Data supplied ▸
++++++++++

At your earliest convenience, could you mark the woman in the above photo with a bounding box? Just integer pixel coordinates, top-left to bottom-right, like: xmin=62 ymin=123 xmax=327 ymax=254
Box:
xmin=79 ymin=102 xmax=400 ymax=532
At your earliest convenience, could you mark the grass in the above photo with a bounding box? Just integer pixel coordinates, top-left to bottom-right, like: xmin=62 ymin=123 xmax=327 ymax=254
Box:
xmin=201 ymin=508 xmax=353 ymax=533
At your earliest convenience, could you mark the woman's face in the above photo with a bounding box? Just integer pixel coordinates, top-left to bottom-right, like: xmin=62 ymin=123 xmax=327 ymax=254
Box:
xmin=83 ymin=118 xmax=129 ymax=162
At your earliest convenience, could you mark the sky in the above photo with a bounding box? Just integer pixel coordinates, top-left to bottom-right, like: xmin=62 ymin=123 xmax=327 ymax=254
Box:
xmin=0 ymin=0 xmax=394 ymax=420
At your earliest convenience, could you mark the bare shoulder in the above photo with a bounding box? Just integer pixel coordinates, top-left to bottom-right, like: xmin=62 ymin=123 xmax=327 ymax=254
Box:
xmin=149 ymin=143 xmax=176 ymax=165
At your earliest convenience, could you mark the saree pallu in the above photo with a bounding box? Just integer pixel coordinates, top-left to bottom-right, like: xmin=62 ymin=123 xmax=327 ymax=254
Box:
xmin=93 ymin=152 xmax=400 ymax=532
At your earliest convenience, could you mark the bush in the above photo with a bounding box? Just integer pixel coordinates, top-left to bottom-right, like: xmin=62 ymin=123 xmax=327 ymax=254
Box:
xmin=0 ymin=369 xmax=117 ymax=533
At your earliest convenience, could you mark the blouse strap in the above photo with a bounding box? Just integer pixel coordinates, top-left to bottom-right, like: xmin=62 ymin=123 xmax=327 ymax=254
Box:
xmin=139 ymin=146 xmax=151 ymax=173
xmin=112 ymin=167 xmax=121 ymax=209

++++++++++

Goal ▸ Copy out verbatim every line of the material above, beginning with the line that contains "At your earliest convenience, could you mark the bush" and continuing up to and including the final line of the material.

Task solution ▸
At your earliest convenience, could you mark the bush in the above photo with a bounding box? Just integer pixel coordinates, top-left to bottom-right, like: xmin=62 ymin=123 xmax=327 ymax=254
Box:
xmin=0 ymin=369 xmax=117 ymax=533
At your earliest convenience, could you mark the blouse strap in the above photo with a bounding box? Just integer pixel coordinates, top-left to bottom-right, like: xmin=62 ymin=123 xmax=327 ymax=254
Box:
xmin=139 ymin=146 xmax=151 ymax=173
xmin=112 ymin=167 xmax=121 ymax=209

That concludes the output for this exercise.